PASSAGE »
━━━━

Tardy Slip!: School plans missed their deadline

While schools are reopening imminently, plans for addressing risks from COVID-19 that the RI Department of Education were supposed to be made public by August 27 are, as of the day after the deadline, often still unclear. Some districts have posted plans on their websites by the deadline but others have not.

The state’s return to school in 2021 is much like its weather: meticulous predictions, last-minute changes and many disappointments. With only a week or two before beginning the academic year, administrations find themselves having to react to changing conditions and regulations. For many students this will be their first time in the classroom in more than 18 months. For many parents and staff, there is still a lot to clarify in a short period of time. 

One decision for all districts is settled: Gov. Dan McKee backtracked on mask mandates for students: He initially declined to issue a statewide mandate while saying he expected local districts to comply with CDC guidance — which “recommends universal indoor masking for all teachers, staff, students, and visitors to K-12 schools, regardless of vaccination status.” The practical effect was to leave local school committees and superintendents to negotiate policies separately on their own, navigating controversies between parents and unions, leading to widespread criticism. On August 19 the governor did a volte-face and issued Executive Order 21-87 requiring “universal indoor masking by all students (age 2 and older), staff, teachers, and visitors to K-12 schools” regardless of vaccination status.

━━━━

STORED DATA »
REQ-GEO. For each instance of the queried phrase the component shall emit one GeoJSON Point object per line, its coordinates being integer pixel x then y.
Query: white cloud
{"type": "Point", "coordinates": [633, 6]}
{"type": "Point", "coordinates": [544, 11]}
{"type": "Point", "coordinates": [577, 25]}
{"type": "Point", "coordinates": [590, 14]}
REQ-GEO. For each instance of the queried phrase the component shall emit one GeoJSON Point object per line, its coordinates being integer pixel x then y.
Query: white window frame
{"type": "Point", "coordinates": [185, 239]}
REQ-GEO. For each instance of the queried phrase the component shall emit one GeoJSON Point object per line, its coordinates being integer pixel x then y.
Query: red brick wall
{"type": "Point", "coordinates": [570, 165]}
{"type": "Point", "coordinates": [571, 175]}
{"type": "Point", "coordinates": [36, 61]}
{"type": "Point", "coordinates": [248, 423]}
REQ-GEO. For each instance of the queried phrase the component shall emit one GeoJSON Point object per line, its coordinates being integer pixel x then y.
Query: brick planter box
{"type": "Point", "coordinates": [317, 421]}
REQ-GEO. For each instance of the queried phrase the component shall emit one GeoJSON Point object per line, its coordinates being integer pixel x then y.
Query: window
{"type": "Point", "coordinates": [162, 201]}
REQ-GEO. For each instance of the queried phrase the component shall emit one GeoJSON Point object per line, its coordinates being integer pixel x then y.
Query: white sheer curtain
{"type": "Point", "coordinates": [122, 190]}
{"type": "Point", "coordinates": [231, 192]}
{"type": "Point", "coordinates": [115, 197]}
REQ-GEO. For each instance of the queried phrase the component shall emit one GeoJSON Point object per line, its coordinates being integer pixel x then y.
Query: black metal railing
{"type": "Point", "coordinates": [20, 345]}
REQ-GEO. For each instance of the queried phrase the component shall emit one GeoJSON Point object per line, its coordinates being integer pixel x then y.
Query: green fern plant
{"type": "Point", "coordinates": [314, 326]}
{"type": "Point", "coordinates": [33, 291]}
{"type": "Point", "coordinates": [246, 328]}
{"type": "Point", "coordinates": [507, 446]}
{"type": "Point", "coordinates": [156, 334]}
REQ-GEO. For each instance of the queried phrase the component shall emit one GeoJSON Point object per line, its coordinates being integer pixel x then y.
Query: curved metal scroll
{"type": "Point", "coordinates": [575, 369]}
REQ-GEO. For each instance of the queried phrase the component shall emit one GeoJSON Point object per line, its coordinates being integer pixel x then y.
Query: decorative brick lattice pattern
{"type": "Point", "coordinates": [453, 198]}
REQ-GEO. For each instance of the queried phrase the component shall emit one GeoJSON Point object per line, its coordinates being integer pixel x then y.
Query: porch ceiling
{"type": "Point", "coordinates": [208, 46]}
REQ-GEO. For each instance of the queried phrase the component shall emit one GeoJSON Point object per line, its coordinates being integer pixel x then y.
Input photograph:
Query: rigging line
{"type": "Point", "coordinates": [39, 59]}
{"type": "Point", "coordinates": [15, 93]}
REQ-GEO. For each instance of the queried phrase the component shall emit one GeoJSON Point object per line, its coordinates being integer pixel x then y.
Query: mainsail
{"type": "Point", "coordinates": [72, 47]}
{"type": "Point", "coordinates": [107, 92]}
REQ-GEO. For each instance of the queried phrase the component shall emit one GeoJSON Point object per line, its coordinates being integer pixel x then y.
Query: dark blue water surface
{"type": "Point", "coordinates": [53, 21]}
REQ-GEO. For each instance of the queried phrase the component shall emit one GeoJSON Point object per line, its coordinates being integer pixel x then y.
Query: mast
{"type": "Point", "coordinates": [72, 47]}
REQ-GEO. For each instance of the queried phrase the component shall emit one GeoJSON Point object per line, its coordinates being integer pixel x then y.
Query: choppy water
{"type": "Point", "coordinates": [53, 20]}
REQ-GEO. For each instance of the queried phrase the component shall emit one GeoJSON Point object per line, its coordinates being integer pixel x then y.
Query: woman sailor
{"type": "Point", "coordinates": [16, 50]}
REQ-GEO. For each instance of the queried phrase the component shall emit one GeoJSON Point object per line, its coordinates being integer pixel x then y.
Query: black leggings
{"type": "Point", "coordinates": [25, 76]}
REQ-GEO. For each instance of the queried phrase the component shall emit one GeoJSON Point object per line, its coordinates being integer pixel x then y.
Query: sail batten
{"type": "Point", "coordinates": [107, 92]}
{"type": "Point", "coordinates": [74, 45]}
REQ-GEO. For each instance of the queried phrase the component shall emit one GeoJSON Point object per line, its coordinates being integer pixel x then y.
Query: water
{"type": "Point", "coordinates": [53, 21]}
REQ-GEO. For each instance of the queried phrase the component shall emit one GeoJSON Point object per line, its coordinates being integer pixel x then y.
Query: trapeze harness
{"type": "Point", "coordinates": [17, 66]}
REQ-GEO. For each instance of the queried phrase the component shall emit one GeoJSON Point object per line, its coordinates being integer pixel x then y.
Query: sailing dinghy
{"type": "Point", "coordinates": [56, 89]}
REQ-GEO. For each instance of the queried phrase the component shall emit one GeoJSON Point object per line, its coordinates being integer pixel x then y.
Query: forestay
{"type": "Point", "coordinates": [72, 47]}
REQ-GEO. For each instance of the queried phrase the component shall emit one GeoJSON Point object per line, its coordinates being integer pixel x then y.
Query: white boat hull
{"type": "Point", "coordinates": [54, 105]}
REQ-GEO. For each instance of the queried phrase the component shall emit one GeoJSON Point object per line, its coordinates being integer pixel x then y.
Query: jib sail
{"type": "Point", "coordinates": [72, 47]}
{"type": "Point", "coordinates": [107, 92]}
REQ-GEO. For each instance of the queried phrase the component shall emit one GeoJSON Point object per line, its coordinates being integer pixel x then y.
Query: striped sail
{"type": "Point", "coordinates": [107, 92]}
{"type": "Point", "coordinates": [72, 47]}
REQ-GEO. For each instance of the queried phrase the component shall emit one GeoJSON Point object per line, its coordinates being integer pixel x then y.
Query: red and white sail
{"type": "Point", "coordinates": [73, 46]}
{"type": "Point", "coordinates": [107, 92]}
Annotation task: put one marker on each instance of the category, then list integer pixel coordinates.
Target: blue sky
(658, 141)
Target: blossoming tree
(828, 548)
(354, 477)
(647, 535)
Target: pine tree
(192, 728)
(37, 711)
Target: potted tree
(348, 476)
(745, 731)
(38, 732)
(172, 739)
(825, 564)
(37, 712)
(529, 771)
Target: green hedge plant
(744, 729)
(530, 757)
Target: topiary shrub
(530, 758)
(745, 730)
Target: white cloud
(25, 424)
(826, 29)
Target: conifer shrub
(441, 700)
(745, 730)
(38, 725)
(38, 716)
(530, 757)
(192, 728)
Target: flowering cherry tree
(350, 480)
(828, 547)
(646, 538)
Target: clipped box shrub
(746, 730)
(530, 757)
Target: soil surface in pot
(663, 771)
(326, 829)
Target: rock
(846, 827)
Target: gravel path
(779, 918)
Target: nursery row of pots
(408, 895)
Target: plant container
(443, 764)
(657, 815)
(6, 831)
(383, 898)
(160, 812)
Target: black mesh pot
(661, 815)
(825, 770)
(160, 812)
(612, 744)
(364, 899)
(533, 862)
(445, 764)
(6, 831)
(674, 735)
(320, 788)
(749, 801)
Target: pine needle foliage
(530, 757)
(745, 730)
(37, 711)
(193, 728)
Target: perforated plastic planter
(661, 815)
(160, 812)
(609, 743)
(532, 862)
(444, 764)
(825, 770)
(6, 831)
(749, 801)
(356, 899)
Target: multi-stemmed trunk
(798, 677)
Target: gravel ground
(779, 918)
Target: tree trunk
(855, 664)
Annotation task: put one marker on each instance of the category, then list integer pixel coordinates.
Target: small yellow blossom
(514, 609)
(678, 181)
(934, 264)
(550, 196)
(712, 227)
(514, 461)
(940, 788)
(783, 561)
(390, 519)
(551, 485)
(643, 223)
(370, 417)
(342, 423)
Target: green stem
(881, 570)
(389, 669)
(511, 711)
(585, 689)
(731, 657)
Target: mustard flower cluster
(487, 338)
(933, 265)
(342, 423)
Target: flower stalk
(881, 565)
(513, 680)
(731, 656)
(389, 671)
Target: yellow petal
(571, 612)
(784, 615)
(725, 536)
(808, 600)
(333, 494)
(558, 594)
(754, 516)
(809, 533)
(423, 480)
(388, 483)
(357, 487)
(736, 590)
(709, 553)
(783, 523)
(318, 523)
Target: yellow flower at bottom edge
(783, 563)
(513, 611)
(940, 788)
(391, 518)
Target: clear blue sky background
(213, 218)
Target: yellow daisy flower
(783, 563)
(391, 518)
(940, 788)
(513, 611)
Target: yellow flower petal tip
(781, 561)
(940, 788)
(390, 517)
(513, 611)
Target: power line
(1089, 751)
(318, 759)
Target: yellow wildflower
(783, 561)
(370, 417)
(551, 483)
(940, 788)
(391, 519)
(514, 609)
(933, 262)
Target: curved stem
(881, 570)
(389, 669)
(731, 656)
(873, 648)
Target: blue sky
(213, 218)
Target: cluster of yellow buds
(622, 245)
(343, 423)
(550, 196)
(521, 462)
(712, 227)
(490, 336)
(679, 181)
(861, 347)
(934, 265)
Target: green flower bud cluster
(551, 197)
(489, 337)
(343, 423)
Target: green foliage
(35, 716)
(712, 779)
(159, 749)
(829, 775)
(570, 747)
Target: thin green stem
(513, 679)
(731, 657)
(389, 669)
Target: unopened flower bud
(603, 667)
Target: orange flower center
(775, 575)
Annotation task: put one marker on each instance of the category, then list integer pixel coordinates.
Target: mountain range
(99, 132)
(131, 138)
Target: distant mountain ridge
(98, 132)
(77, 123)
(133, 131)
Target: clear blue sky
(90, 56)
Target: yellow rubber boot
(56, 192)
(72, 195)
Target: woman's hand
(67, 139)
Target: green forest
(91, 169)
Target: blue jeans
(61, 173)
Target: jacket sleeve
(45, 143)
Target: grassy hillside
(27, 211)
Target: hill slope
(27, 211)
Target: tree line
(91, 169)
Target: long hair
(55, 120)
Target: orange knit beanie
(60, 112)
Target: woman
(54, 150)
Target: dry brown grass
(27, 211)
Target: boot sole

━━━━

REQUIREMENT 1 »
In the article on school reopening plans, by what date were districts supposed to make their COVID-19 plans public?
REQUIREMENT 2 »
According to the article on school reopening plans, why did Gov. McKee's first stance on masks lead to widespread criticism?
REQUIREMENT 3 »
In the article on school reopening plans, copy the part that begins at the words "Tardy Slip!: School" and stops after "others have not.".

WRITTEN RESPONSE 1 »
August 27

WRITTEN RESPONSE 2 »
He first declined to issue a statewide mask mandate. That left local school committees and superintendents to work out their own policies separately. They had to deal with disputes between parents and unions, and this led to widespread criticism.

WRITTEN RESPONSE 3 »
Tardy Slip!: School plans missed their deadline

While schools are reopening imminently, plans for addressing risks from COVID-19 that the RI Department of Education were supposed to be made public by August 27 are, as of the day after the deadline, often still unclear. Some districts have posted plans on their websites by the deadline but others have not.